> _EXERCISE INSTRUCTIONS_
Among the entries below, find each line holding "head" and return it.

[RECORDED INFORMATION — start]

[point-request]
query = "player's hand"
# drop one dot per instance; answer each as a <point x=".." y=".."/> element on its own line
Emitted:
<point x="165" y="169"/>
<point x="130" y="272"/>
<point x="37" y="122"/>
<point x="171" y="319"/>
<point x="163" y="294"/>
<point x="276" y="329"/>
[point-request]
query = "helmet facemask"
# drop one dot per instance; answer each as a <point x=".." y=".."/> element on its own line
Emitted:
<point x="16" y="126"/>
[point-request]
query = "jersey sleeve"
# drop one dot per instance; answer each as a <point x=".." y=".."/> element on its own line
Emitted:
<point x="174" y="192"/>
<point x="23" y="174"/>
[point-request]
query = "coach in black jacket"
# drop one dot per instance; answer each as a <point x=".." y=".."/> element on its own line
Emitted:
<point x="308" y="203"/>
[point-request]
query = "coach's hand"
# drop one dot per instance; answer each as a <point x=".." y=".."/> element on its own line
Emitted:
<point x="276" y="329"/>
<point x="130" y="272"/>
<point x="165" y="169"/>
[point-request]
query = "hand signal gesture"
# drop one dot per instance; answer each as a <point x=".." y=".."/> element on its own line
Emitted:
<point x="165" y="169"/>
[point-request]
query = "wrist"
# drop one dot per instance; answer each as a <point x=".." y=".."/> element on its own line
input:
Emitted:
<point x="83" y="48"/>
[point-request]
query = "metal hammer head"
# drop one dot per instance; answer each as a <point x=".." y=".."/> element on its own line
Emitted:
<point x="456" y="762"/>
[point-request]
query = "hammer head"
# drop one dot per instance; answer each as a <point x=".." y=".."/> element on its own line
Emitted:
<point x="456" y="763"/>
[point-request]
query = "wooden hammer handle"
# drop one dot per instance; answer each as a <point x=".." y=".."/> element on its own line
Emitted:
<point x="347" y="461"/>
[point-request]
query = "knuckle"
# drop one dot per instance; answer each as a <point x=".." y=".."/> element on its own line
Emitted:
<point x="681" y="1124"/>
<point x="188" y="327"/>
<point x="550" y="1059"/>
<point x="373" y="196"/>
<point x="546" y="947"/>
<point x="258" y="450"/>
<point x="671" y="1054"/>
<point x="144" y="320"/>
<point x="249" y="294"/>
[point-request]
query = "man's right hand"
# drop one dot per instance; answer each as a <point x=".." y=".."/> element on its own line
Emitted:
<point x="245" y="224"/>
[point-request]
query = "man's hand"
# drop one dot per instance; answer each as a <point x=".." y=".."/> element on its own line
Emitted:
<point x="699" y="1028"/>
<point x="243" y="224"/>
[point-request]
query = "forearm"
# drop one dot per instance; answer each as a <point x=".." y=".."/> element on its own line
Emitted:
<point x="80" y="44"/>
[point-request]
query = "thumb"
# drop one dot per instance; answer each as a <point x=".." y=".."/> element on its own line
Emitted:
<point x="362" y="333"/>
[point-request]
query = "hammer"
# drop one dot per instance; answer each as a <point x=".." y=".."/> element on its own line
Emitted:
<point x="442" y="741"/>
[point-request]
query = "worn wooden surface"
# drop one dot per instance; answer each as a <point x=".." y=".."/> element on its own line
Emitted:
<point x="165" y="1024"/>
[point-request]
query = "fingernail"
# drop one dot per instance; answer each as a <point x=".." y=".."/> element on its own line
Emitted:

[RECORDED INFORMATION — finish]

> _RESULT OF THIS EXERCISE_
query = "metal hammer head"
query = "hammer head"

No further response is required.